→ EXERCISE DETAILS
Count the lines in the records below that contain the word "noun", and reply with that number alone.

→ Records from a dataset

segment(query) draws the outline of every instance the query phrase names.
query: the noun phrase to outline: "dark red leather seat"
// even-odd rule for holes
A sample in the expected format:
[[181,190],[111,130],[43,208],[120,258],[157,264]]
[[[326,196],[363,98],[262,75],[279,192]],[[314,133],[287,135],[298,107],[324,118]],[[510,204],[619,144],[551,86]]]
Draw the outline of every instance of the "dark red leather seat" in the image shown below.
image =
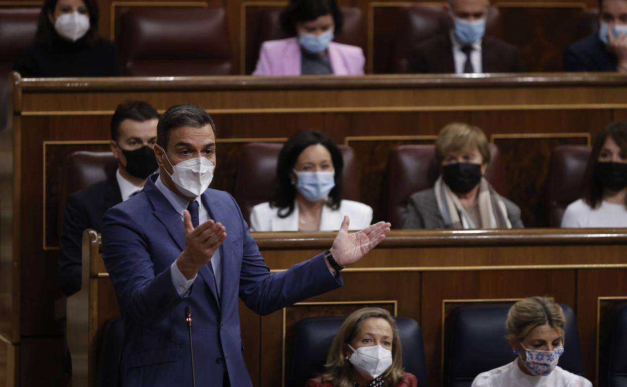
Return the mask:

==

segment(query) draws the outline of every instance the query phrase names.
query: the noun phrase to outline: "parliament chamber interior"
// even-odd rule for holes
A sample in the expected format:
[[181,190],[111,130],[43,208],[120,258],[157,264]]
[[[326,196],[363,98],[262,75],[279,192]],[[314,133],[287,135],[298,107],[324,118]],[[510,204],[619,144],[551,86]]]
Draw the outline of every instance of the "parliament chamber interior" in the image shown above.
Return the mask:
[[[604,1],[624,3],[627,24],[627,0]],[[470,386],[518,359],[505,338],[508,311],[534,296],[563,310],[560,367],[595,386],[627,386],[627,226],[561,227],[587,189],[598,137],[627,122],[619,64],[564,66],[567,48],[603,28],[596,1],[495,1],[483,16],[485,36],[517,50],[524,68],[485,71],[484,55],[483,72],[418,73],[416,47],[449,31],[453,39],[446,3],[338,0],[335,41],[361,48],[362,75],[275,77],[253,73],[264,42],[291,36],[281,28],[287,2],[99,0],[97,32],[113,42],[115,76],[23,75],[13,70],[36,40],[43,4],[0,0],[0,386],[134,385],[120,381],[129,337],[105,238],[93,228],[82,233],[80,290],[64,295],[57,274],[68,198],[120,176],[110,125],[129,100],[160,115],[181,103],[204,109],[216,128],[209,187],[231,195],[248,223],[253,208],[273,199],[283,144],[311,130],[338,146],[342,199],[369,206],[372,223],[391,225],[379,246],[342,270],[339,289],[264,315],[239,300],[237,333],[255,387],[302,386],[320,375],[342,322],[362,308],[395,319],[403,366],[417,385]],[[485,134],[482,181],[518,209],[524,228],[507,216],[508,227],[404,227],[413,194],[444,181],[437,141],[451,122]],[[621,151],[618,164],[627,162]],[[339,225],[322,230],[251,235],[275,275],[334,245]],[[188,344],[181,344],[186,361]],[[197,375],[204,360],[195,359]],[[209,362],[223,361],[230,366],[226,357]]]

...

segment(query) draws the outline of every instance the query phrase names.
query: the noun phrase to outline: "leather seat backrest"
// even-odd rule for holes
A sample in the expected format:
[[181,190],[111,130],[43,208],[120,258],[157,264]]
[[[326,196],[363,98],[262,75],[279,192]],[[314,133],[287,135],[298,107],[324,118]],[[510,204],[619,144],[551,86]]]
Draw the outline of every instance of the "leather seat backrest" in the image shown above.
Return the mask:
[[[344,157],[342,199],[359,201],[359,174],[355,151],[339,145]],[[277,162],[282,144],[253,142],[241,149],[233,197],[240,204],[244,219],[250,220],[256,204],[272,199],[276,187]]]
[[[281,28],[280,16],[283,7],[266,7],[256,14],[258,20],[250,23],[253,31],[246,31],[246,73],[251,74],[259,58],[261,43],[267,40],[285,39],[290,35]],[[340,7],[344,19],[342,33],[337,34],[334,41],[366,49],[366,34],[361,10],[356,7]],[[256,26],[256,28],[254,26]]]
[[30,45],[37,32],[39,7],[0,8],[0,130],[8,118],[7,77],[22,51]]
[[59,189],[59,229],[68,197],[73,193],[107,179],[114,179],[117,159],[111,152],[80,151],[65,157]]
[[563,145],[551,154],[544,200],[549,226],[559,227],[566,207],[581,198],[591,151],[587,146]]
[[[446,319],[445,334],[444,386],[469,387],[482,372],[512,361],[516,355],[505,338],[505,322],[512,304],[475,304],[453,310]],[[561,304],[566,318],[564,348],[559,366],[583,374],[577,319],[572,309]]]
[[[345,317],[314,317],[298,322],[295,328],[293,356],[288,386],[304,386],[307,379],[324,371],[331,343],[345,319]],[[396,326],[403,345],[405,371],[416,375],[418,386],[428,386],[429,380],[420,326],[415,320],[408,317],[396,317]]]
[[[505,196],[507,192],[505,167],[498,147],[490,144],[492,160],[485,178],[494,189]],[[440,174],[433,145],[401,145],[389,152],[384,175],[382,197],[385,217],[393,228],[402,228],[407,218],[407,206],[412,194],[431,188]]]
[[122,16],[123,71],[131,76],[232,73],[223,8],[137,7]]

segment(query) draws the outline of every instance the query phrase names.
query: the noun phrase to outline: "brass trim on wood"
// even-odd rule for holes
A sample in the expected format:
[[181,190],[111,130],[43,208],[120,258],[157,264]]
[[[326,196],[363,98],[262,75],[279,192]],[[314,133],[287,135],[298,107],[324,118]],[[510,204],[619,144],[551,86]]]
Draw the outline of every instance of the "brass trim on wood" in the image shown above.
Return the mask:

→ TASK SOLUTION
4